(Coordinate annotation records)

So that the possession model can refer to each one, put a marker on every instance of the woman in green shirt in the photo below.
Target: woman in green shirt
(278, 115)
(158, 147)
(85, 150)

REQUIREMENT = Format the lines above as a Markdown table with the columns No. and Line, leaving out any blank lines.

EXPECTED ANSWER =
| No. | Line |
|---|---|
| 1 | So that the possession model can refer to each one, put a marker on every instance of the woman in green shirt in the photo below. |
| 2 | Target: woman in green shirt |
| 3 | (278, 115) |
| 4 | (158, 147) |
| 5 | (85, 150) |